** Start of Available records **

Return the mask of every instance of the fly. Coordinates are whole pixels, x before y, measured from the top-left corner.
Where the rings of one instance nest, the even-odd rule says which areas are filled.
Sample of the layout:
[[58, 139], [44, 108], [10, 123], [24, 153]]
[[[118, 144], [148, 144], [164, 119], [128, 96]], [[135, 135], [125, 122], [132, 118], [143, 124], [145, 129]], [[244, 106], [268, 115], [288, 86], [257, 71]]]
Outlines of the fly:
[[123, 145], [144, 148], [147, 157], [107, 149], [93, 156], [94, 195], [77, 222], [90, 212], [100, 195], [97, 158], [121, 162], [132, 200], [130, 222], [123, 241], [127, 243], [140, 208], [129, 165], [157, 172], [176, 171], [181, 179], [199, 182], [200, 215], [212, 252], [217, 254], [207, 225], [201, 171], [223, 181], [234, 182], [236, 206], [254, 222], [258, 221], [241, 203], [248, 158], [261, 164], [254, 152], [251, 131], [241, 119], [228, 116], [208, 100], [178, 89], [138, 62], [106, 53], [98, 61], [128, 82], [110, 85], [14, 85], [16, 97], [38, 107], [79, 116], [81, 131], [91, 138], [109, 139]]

** End of Available records **

What needs to be done: Reproduce all of the data above line for line, without changing a single character.

Written solution:
Return the mask of every instance of the fly. Coordinates are whole pixels, x before y, measured from the top-left corner.
Where the rings of one instance nest, the even-odd rule says which areas are filled.
Sample of the layout:
[[58, 139], [44, 108], [10, 123], [24, 153]]
[[[118, 144], [148, 144], [164, 119], [128, 96]], [[135, 135], [125, 122], [132, 118], [143, 124], [145, 129]], [[244, 106], [268, 115], [288, 86], [257, 71]]]
Outlines of the fly:
[[123, 145], [144, 148], [147, 157], [107, 149], [93, 156], [94, 195], [77, 222], [90, 212], [100, 195], [97, 158], [121, 162], [132, 200], [130, 222], [123, 241], [127, 243], [140, 208], [129, 165], [157, 172], [176, 171], [181, 179], [199, 182], [200, 215], [212, 252], [217, 254], [207, 225], [201, 171], [223, 181], [234, 182], [236, 206], [254, 222], [258, 221], [241, 203], [248, 158], [261, 164], [254, 152], [251, 131], [241, 119], [228, 116], [208, 100], [178, 89], [138, 62], [106, 53], [98, 61], [128, 82], [110, 85], [14, 85], [16, 97], [38, 107], [79, 116], [81, 131], [91, 138], [109, 139]]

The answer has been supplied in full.